● **WRITTEN INSTRUCTION**: Give back exactly the lines running from the line with "Target: tiled roof" to the end of the entries, and only those lines.

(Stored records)
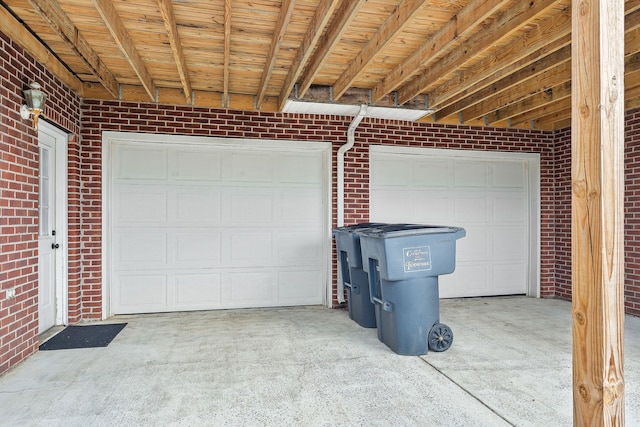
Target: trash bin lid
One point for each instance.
(404, 230)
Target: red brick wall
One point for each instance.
(19, 196)
(631, 212)
(99, 116)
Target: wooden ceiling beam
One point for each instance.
(60, 23)
(344, 15)
(122, 38)
(397, 21)
(286, 11)
(18, 33)
(537, 116)
(166, 8)
(507, 82)
(550, 35)
(519, 111)
(547, 79)
(320, 19)
(459, 26)
(226, 53)
(511, 20)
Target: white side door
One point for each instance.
(52, 226)
(46, 233)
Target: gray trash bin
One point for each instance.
(354, 279)
(403, 262)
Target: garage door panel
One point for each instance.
(300, 207)
(471, 174)
(468, 280)
(206, 226)
(510, 207)
(249, 288)
(475, 246)
(299, 248)
(433, 207)
(197, 290)
(140, 249)
(140, 204)
(386, 204)
(510, 278)
(140, 163)
(198, 165)
(141, 293)
(197, 205)
(297, 287)
(298, 169)
(470, 208)
(487, 196)
(248, 207)
(248, 249)
(508, 243)
(198, 249)
(508, 174)
(251, 168)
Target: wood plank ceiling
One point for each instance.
(481, 62)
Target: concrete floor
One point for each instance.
(510, 364)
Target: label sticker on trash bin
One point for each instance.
(417, 259)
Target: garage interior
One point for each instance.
(193, 150)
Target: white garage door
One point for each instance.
(217, 225)
(491, 195)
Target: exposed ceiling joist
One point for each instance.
(68, 33)
(458, 26)
(344, 15)
(511, 20)
(319, 21)
(166, 8)
(286, 11)
(399, 19)
(121, 36)
(14, 29)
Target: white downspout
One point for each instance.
(351, 139)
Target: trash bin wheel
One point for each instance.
(440, 337)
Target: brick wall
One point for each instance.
(99, 116)
(631, 212)
(19, 196)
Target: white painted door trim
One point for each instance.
(61, 221)
(532, 161)
(109, 137)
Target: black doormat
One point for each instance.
(83, 337)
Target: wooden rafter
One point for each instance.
(122, 38)
(60, 23)
(530, 71)
(344, 16)
(472, 15)
(547, 79)
(166, 8)
(226, 53)
(399, 19)
(550, 35)
(14, 29)
(319, 21)
(514, 18)
(597, 215)
(286, 10)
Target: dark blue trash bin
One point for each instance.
(354, 279)
(403, 262)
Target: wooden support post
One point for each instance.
(597, 128)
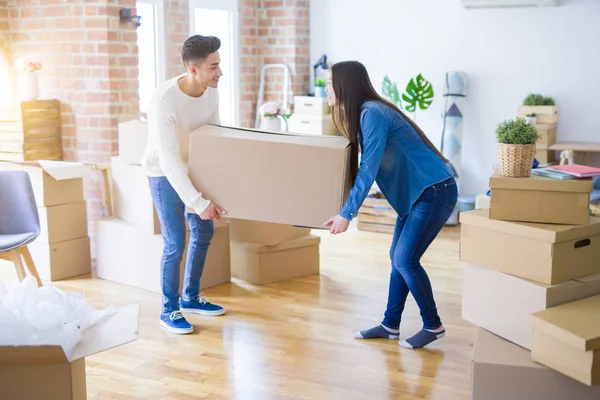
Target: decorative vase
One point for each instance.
(270, 124)
(516, 160)
(320, 91)
(30, 87)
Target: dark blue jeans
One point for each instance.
(171, 213)
(412, 236)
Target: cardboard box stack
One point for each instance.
(531, 284)
(546, 122)
(63, 248)
(130, 244)
(272, 193)
(312, 115)
(264, 252)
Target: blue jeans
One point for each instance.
(412, 236)
(171, 213)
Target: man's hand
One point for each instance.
(213, 212)
(338, 224)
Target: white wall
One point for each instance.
(507, 53)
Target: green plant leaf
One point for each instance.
(390, 90)
(516, 131)
(418, 92)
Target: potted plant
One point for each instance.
(271, 116)
(531, 118)
(543, 107)
(516, 147)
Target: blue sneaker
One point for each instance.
(201, 306)
(175, 322)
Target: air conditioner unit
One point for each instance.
(508, 3)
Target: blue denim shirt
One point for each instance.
(395, 156)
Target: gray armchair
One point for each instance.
(19, 221)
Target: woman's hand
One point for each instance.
(338, 224)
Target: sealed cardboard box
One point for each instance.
(45, 372)
(540, 199)
(63, 223)
(62, 260)
(264, 232)
(312, 125)
(502, 303)
(54, 182)
(311, 106)
(544, 253)
(133, 136)
(504, 371)
(132, 257)
(132, 200)
(288, 179)
(566, 338)
(259, 264)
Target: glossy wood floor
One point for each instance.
(292, 340)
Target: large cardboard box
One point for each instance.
(502, 303)
(264, 232)
(566, 338)
(61, 260)
(132, 257)
(259, 264)
(133, 136)
(45, 372)
(504, 371)
(132, 200)
(282, 178)
(63, 222)
(544, 253)
(540, 199)
(54, 182)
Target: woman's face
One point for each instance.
(331, 99)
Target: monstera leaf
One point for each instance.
(390, 90)
(418, 92)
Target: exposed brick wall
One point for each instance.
(89, 62)
(274, 31)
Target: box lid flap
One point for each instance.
(535, 182)
(337, 142)
(118, 329)
(544, 232)
(576, 323)
(30, 355)
(492, 349)
(304, 241)
(59, 170)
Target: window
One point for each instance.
(151, 54)
(219, 18)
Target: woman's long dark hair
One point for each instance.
(352, 87)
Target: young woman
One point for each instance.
(415, 179)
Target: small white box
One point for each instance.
(311, 106)
(311, 125)
(133, 136)
(132, 199)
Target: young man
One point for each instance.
(178, 107)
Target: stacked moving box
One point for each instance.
(531, 283)
(312, 115)
(63, 248)
(264, 252)
(130, 245)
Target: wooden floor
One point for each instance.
(292, 340)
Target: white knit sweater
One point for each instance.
(172, 116)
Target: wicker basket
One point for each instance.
(516, 160)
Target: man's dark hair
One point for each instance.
(197, 48)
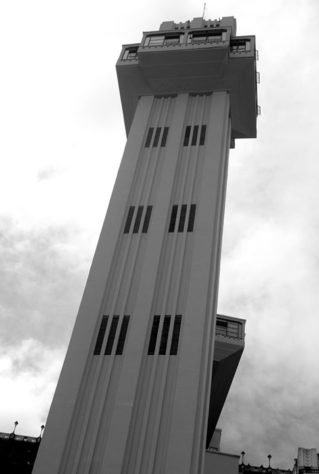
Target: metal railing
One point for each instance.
(229, 328)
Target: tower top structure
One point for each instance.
(197, 56)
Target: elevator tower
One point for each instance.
(134, 395)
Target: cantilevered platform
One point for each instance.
(193, 57)
(229, 346)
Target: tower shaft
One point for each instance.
(134, 391)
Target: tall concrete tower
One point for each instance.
(134, 395)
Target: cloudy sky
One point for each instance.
(62, 136)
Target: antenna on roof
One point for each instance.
(204, 9)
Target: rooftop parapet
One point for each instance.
(193, 57)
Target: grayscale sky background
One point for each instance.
(62, 136)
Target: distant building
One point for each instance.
(307, 461)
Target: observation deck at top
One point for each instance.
(198, 56)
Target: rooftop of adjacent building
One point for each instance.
(18, 452)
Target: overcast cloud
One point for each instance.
(62, 139)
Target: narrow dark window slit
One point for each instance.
(164, 337)
(156, 138)
(153, 337)
(147, 219)
(202, 135)
(149, 137)
(187, 135)
(100, 336)
(164, 136)
(175, 336)
(182, 218)
(122, 335)
(129, 219)
(173, 219)
(191, 218)
(194, 137)
(138, 219)
(112, 333)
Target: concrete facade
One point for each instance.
(134, 394)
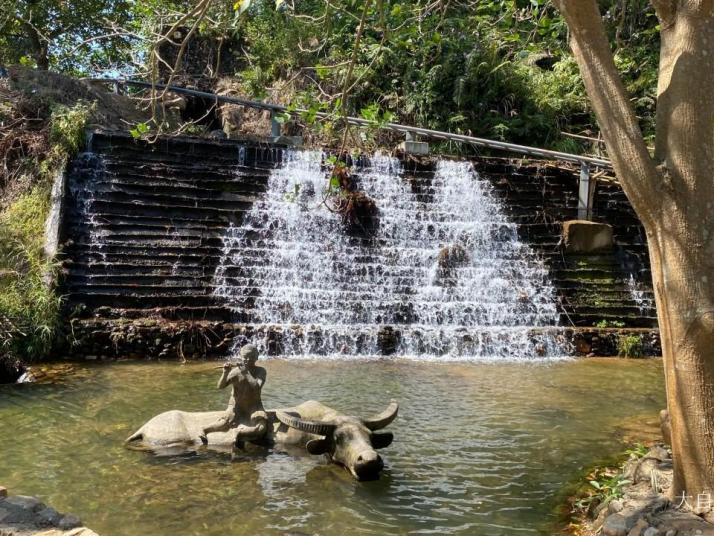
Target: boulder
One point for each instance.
(581, 236)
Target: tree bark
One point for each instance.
(40, 48)
(674, 196)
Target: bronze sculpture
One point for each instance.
(245, 410)
(346, 440)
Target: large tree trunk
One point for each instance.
(40, 48)
(674, 196)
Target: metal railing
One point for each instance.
(586, 186)
(358, 121)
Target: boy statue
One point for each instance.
(245, 410)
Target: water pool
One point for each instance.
(479, 448)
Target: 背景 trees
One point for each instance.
(673, 194)
(69, 36)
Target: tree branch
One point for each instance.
(618, 123)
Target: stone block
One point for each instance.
(581, 236)
(30, 504)
(70, 521)
(414, 147)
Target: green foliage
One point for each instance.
(608, 485)
(499, 69)
(609, 324)
(139, 130)
(72, 36)
(29, 307)
(68, 126)
(630, 346)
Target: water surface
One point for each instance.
(479, 448)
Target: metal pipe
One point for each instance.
(435, 134)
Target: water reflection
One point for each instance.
(479, 448)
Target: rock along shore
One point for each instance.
(643, 507)
(21, 515)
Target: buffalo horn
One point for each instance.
(311, 427)
(377, 422)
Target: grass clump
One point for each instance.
(630, 346)
(29, 305)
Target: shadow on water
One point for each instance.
(478, 449)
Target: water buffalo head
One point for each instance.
(348, 441)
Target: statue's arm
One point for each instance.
(261, 375)
(256, 379)
(223, 380)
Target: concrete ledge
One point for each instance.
(414, 147)
(151, 338)
(581, 236)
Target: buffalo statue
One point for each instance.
(346, 440)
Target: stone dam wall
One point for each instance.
(141, 236)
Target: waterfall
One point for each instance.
(445, 275)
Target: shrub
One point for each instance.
(630, 346)
(29, 306)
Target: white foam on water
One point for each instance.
(292, 267)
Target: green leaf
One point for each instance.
(241, 6)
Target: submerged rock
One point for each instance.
(22, 515)
(11, 369)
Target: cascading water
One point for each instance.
(444, 276)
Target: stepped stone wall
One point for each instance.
(142, 228)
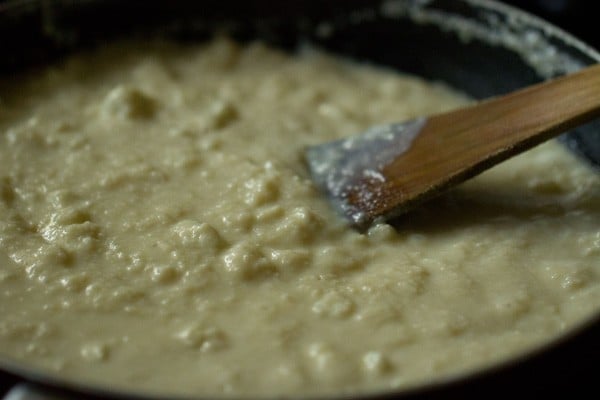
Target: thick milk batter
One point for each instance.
(159, 232)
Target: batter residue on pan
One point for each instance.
(159, 232)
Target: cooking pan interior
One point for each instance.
(481, 47)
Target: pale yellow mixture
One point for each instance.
(159, 232)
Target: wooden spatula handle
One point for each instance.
(457, 145)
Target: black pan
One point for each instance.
(479, 46)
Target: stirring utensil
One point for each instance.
(390, 169)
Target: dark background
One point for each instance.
(574, 16)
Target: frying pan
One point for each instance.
(482, 47)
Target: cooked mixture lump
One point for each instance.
(159, 231)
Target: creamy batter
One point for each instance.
(159, 232)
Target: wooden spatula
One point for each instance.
(391, 168)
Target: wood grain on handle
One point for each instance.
(459, 144)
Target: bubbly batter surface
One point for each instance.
(159, 232)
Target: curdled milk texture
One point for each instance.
(159, 232)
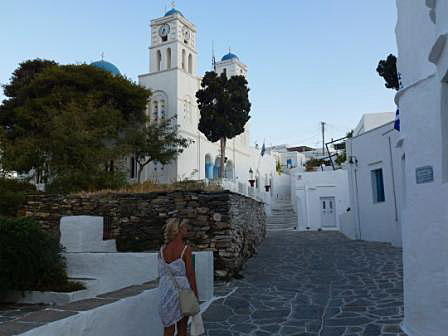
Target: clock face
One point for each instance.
(164, 30)
(187, 35)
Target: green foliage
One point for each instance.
(388, 70)
(77, 180)
(67, 120)
(311, 164)
(156, 141)
(224, 106)
(12, 195)
(30, 259)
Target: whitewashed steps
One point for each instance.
(283, 217)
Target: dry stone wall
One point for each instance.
(229, 224)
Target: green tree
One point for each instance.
(156, 141)
(224, 106)
(388, 70)
(68, 121)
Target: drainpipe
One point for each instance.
(357, 204)
(393, 180)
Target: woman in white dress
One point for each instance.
(176, 257)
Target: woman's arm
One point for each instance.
(190, 271)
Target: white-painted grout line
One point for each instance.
(207, 304)
(330, 297)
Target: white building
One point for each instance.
(421, 32)
(372, 120)
(174, 81)
(375, 181)
(288, 157)
(319, 199)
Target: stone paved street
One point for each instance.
(313, 284)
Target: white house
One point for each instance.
(174, 81)
(319, 198)
(372, 120)
(289, 157)
(375, 171)
(421, 32)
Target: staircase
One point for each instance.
(283, 216)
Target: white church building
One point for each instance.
(174, 81)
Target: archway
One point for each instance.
(208, 167)
(217, 168)
(229, 170)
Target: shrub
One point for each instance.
(30, 258)
(78, 181)
(12, 195)
(150, 186)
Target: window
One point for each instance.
(159, 60)
(378, 186)
(184, 59)
(190, 63)
(168, 58)
(162, 109)
(133, 167)
(156, 111)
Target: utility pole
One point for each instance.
(323, 137)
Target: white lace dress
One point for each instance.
(169, 307)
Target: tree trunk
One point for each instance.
(139, 173)
(223, 155)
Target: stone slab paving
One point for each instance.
(313, 284)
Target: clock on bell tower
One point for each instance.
(173, 43)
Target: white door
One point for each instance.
(328, 212)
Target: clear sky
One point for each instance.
(309, 60)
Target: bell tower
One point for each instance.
(173, 43)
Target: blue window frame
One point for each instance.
(378, 186)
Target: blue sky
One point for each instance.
(309, 61)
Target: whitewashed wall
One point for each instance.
(137, 316)
(423, 111)
(371, 150)
(310, 187)
(281, 190)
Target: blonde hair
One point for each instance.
(171, 229)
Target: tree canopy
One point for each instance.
(157, 141)
(224, 106)
(388, 70)
(68, 120)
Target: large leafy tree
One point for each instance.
(388, 70)
(224, 106)
(68, 121)
(156, 141)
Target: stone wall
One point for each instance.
(231, 225)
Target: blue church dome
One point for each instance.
(106, 66)
(229, 56)
(173, 11)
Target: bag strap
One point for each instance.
(182, 255)
(167, 267)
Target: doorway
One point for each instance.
(328, 212)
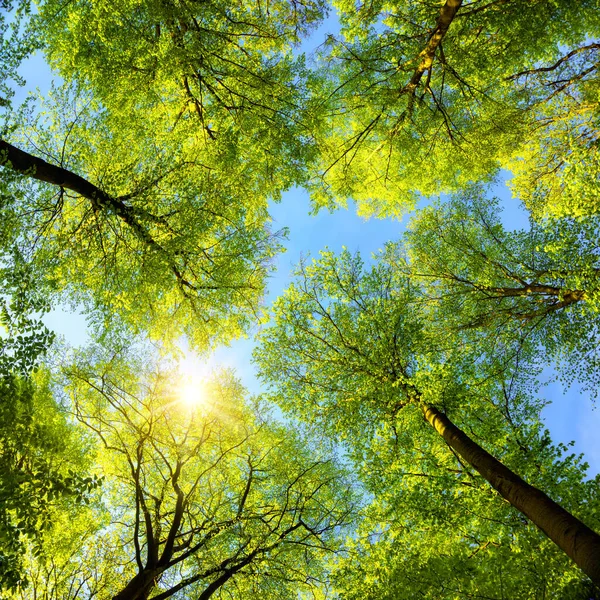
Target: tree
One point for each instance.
(216, 496)
(161, 240)
(354, 351)
(178, 125)
(436, 530)
(424, 98)
(220, 74)
(42, 464)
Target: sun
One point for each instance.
(192, 393)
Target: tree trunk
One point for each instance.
(38, 168)
(567, 532)
(139, 587)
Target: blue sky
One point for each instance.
(569, 416)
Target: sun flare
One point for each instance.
(192, 393)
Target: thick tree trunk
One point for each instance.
(568, 533)
(447, 14)
(139, 587)
(38, 168)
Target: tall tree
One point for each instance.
(204, 499)
(494, 289)
(124, 224)
(423, 97)
(42, 463)
(354, 350)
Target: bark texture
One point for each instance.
(575, 538)
(426, 56)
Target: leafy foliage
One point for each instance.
(423, 98)
(41, 462)
(354, 351)
(216, 496)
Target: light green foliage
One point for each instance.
(183, 248)
(532, 292)
(396, 126)
(42, 466)
(17, 41)
(188, 117)
(220, 72)
(213, 495)
(354, 351)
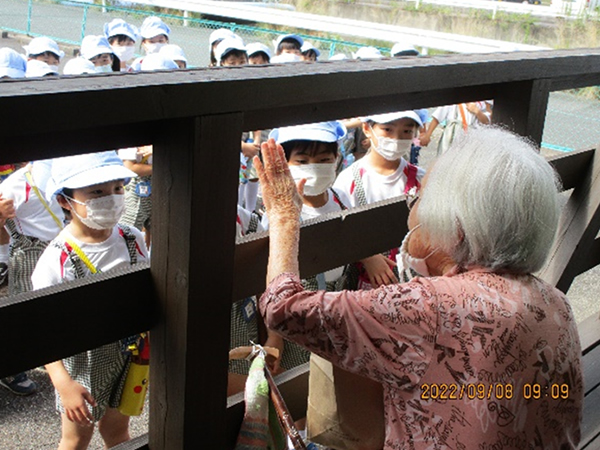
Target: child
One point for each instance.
(122, 37)
(258, 53)
(32, 225)
(231, 52)
(98, 51)
(289, 43)
(89, 385)
(382, 174)
(215, 38)
(45, 50)
(309, 52)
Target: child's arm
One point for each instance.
(425, 138)
(73, 395)
(379, 270)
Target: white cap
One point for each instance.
(173, 52)
(367, 53)
(400, 49)
(257, 47)
(79, 66)
(119, 26)
(92, 46)
(391, 117)
(74, 172)
(220, 34)
(12, 63)
(37, 68)
(331, 131)
(308, 46)
(295, 37)
(226, 46)
(338, 57)
(43, 44)
(157, 61)
(153, 26)
(285, 58)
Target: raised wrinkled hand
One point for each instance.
(279, 192)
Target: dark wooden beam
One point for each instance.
(42, 326)
(195, 183)
(320, 249)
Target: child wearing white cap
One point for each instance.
(12, 64)
(309, 52)
(89, 385)
(122, 37)
(288, 43)
(231, 52)
(98, 51)
(45, 50)
(382, 174)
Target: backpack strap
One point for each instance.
(130, 241)
(412, 182)
(338, 200)
(359, 188)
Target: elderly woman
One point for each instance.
(476, 354)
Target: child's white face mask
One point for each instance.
(393, 149)
(125, 53)
(103, 213)
(319, 177)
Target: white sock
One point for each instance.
(4, 249)
(251, 195)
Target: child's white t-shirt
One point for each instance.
(377, 187)
(54, 266)
(32, 218)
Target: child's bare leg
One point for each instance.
(114, 427)
(74, 436)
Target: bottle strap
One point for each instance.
(42, 199)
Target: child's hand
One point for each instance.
(379, 270)
(75, 398)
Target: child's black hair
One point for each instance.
(308, 147)
(119, 39)
(288, 44)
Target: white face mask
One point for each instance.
(103, 69)
(319, 177)
(103, 212)
(393, 149)
(407, 261)
(153, 48)
(124, 53)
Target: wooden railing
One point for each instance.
(194, 119)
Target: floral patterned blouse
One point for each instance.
(472, 360)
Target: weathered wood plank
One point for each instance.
(572, 166)
(577, 230)
(320, 243)
(195, 192)
(42, 326)
(522, 107)
(178, 94)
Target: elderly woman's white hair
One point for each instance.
(491, 200)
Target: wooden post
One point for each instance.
(196, 163)
(522, 107)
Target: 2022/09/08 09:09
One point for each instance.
(498, 391)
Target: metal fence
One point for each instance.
(69, 21)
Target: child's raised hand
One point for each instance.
(75, 399)
(280, 193)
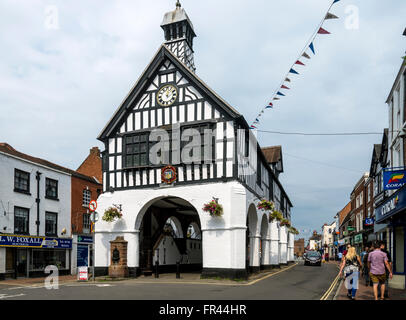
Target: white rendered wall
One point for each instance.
(10, 199)
(222, 237)
(283, 245)
(274, 249)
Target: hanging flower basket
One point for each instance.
(214, 208)
(293, 230)
(275, 216)
(285, 222)
(111, 214)
(266, 205)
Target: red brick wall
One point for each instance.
(92, 166)
(78, 185)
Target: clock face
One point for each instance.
(167, 95)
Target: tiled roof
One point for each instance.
(273, 154)
(6, 148)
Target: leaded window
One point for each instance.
(51, 222)
(21, 181)
(51, 188)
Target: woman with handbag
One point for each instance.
(351, 265)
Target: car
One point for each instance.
(312, 258)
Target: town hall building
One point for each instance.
(173, 146)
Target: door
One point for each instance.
(21, 262)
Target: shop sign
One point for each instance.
(83, 274)
(394, 179)
(393, 205)
(85, 239)
(35, 242)
(369, 222)
(82, 259)
(358, 238)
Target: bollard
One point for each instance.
(157, 269)
(177, 270)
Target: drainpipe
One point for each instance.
(37, 200)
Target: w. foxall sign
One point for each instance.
(34, 242)
(393, 180)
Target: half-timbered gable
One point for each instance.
(197, 107)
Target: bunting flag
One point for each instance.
(330, 16)
(293, 71)
(303, 54)
(323, 31)
(312, 47)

● **CORRECT RESULT**:
Target: tiled roof
One point for each instance.
(273, 154)
(6, 148)
Target: leaded window
One point for each instance.
(51, 222)
(21, 181)
(51, 188)
Target: woman with handbag
One point for each instance.
(351, 265)
Target: car
One point for each instance.
(312, 258)
Target: town hall building
One point for each instance.
(173, 146)
Target: door
One point for each instance.
(21, 262)
Target: shop sign
One point for each instance.
(83, 274)
(394, 179)
(393, 205)
(85, 239)
(35, 242)
(369, 222)
(82, 259)
(358, 238)
Target: bollard
One point for each instance.
(157, 269)
(177, 270)
Target: drainpipe
One point for each instance.
(37, 200)
Target: w. foxall sign
One point for each instance.
(34, 242)
(393, 180)
Target: half-timbered gable
One point for each instance.
(197, 107)
Target: bunting flag
One point for each instance.
(330, 16)
(293, 71)
(303, 54)
(323, 31)
(312, 47)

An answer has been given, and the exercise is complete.